→ Required task 1:
Translate this sentence from the abstract on teaching communication skills in engineering into Spanish: "The second was the creation of a campus-wide communication initiative enabled by a grant from a generous alumnus."
→ Required task 2:
Answer these questions using the abstract on teaching communication skills in engineering:
(a) In what year did the two events occur?
(b) What did the restructuring of the English department cause the loss of?
(c) Over how many years did the two events evolve into the model?
→ Required task 3:
Carry on the abstract on teaching communication skills in engineering, picking up after its final sentence.

→ Reading passage:
· · ·
An Innovative Model for Teaching Communications Skills In the Engineering Curriculum Key Words: Communication, ABET, Recognition, Assessment

Abstract

In 2005, two events occurred that provided the university with an opportunity to create an innovative model for teaching communication skills in the undergraduate engineering curriculum. The first was a restructuring of the English department resulting in the loss of substantial number of instructors who had taught lower-level composition courses. This made it difficult for our engineering students to obtain technical writing skills demanded by ABET and prospective employers. The second was the creation of a campus-wide communication initiative enabled by a grant from a generous alumnus. A key element of this program dictated that communication skills be integrated into existing courses in the various disciplines. During the ensuing three years, these two events have evolved into an innovative, sustainable model that has yielded substantial benefits for our university, the engineering faculty, and our students.
· · ·
→ Records:
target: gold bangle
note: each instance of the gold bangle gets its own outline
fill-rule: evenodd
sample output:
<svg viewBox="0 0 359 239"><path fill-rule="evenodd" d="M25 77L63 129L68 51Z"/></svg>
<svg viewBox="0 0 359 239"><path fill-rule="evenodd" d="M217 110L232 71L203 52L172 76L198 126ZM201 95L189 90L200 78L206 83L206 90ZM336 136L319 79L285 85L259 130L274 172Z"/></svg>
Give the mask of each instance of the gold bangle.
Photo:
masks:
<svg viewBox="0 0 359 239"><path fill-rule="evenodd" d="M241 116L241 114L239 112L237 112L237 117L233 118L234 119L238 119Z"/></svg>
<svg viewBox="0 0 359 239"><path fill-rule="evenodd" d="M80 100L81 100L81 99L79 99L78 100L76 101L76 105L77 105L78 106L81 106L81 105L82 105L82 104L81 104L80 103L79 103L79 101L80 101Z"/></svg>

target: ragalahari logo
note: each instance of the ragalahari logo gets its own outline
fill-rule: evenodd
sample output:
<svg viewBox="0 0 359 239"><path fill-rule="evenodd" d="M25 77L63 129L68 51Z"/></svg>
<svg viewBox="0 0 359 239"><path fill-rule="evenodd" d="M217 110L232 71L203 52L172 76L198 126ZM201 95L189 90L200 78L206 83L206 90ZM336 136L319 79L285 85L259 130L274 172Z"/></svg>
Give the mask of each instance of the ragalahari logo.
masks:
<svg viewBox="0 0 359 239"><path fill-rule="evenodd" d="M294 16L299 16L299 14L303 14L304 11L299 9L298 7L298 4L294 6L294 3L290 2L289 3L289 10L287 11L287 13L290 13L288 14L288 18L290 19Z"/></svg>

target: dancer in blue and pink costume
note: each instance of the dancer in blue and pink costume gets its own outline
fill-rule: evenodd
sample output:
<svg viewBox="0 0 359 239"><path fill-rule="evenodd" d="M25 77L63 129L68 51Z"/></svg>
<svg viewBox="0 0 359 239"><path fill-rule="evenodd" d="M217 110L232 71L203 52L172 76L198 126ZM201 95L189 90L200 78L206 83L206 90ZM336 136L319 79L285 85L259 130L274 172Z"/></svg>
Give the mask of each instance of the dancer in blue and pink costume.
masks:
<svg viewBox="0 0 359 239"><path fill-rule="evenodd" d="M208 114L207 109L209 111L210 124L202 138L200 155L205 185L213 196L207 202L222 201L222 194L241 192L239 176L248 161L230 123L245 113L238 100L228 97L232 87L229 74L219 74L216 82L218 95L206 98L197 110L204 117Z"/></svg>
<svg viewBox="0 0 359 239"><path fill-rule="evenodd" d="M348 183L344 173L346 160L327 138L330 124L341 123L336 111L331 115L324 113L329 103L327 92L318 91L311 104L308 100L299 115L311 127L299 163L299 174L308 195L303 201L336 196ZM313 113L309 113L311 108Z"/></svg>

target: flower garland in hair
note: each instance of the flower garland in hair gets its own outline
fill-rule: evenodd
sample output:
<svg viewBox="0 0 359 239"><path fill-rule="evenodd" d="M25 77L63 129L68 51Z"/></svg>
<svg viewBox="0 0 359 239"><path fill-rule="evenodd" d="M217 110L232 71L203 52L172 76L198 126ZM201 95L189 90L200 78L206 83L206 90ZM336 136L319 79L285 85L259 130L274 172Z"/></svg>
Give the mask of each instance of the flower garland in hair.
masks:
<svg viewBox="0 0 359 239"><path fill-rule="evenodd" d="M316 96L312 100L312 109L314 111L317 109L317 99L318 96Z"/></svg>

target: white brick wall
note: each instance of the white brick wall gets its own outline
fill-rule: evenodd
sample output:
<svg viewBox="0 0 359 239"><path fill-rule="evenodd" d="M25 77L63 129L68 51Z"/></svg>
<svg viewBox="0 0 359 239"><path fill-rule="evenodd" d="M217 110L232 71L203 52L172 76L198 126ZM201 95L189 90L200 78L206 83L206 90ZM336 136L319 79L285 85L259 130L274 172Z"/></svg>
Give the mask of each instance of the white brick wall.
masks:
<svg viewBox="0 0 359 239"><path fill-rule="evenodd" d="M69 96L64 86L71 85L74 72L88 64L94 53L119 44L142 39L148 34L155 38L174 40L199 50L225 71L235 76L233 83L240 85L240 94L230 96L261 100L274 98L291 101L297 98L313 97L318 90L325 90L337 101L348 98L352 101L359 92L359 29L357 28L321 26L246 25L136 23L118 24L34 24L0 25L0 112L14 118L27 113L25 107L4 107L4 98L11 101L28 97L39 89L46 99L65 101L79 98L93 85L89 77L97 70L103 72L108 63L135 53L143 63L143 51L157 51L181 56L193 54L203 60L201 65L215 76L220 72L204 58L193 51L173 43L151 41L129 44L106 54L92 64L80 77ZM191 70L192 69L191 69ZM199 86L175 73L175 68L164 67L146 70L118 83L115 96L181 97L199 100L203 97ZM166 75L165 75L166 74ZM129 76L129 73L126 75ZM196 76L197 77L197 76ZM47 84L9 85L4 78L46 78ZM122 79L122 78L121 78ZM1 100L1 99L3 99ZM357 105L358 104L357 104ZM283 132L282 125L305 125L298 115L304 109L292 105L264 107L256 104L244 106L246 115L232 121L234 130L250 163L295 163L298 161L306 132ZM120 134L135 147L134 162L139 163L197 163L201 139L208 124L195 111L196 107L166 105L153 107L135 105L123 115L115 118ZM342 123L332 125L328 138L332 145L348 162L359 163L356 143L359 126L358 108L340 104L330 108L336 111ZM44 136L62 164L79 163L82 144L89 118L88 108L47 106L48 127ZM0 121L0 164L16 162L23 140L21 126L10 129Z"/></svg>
· · ·
→ Written reply 1:
La segunda fue la creación de una iniciativa de comunicación para todo el campus, hecha posible por una subvención de un generoso exalumno.

→ Written reply 2:
(a) 2005
(b) A substantial number of instructors who had taught lower-level composition courses
(c) Three years

→ Written reply 3:
At the start of our initiative, reservations voiced include such concerns as loss of technical content in the engineering course, workload increase for both students and engineering faculty, and value of results. Meeting these concerns required the development of an intensive workshop for designated faculty, creation of a facility staffed with dedicated professionals and equipped with specialized equipment, and other support mechanisms.

Analysis has shown that the university’s investment in the various elements of our current program compare quite favorably with the costs associated with the number of instructors previously used in teaching writing. Looking beyond the fiscal comparisons, it has been observed that a significant number of additional benefits accrued with this model integrating communication into designated engineering courses of each department. Whereas the previous model focused only on writing, this new approach takes a broader view of communication including an oral and a visual element. Rather than being taught as a general education course across campus, the integrated format for teaching these skills now engages the engineering faculty in a collaborative environment with resources drawn from within the College of Engineering.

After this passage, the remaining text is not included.